AIM OF THE TASK: Exactly as written, print each record in the listing.

Records contained in a dataset:
------------------------------------
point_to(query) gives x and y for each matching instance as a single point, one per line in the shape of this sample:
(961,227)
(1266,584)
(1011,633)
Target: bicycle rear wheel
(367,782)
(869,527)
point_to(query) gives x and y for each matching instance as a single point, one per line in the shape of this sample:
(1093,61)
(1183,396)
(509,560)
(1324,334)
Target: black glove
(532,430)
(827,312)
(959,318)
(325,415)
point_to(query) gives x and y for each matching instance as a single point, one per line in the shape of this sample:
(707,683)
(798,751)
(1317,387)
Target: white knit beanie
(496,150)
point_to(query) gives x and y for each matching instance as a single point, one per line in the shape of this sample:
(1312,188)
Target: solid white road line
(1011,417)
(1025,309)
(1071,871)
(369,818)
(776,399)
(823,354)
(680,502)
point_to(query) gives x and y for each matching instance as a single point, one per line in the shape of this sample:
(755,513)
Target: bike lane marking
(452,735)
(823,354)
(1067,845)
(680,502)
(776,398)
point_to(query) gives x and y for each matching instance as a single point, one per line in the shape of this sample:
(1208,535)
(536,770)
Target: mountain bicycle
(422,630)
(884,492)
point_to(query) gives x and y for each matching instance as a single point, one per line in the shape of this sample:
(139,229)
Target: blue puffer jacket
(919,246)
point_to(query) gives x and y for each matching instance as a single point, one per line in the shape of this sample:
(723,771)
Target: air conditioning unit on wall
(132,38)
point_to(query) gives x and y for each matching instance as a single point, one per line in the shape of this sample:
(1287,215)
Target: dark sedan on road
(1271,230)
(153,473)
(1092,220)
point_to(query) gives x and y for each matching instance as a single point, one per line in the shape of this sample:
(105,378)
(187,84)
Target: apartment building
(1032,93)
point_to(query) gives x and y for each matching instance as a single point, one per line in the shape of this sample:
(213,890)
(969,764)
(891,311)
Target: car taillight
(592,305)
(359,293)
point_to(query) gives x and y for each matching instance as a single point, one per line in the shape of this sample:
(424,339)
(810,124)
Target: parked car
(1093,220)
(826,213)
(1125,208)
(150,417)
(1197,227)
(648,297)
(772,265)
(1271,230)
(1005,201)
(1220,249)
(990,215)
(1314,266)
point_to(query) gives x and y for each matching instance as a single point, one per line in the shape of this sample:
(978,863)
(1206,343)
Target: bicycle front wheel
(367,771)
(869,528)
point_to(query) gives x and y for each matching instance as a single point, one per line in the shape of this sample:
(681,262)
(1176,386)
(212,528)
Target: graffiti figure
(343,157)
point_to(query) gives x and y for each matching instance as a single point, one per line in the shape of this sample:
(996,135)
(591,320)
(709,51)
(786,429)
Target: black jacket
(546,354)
------------------------------------
REPLY TO THE EXERCISE:
point_to(query) gives x and y for each matching instance as a single point, one per line in the shape of this sample:
(961,227)
(1266,584)
(1011,633)
Target: bicycle rear wheel
(367,782)
(869,527)
point_to(query) gives x and y for each matching instance as a single point, one per line in the shape of this sample:
(1093,61)
(1183,396)
(509,560)
(1324,334)
Target: black glove
(532,430)
(827,312)
(959,318)
(325,415)
point_to(query) gives x and y for each matching instance as a single point, one per line in the shape of this sample:
(707,683)
(798,751)
(1317,387)
Target: white knit beanie
(496,150)
point_to(query) gives x and y for each matching instance as a single point, one per line in the shape of this sample:
(1312,188)
Target: solid white road line
(1011,417)
(1025,309)
(1071,871)
(369,818)
(776,399)
(823,354)
(680,502)
point_to(query) gives x and y for each matching instance as a single point, one per line in the shape of this sample:
(755,513)
Target: bike lane marking
(452,735)
(823,354)
(1067,845)
(680,502)
(776,398)
point_to(query) gives x and y for each matching instance as a single point, one per line in the shape of this sample:
(1208,535)
(536,770)
Target: mountain bicycle
(422,630)
(884,492)
point_to(query) gives x and y for each matching instance as a single point, one per line in the shape of this sample:
(139,229)
Target: blue puffer jacket
(919,246)
point_to(query) gives x and y for each matching instance as a single point, one per line in the shape of this sample:
(723,771)
Target: air conditioning unit on wall
(132,38)
point_to(query) gives x and y for each matching instance as a single point, one per line in the shape of this sample:
(1287,215)
Target: dark sedan on road
(1271,230)
(153,473)
(1092,220)
point_to(query) gives x and y for each matching instance as a single point, one per line in the shape of this sample:
(105,378)
(187,84)
Target: apartment building
(1032,93)
point_to(query) gives x and y for each matching instance as a single point, one per line in the shape of this sample:
(213,890)
(969,764)
(891,311)
Target: car taillight
(592,305)
(359,293)
point_to(query) gives x and y for each matching instance as a single point, one per line in the shape of this sample:
(424,339)
(810,124)
Target: parked car
(1093,220)
(826,213)
(1125,208)
(150,417)
(1197,227)
(648,297)
(772,265)
(1271,230)
(1005,201)
(1220,249)
(990,215)
(1314,266)
point_to(query) gives x and y for each matching instance as a single point, one per line in the shape of this sample:
(978,863)
(1206,343)
Target: bicycle front wheel
(367,771)
(869,528)
point_to(query) gives x and y for each matching instance as a single point, one per line in the shape of this sample:
(681,262)
(1176,386)
(212,528)
Target: graffiti figure
(343,157)
point_to(query) gives x and y for each matching instance as a single point, one per line in the shape of this sample:
(996,135)
(591,320)
(709,51)
(786,429)
Target: black jacket
(546,354)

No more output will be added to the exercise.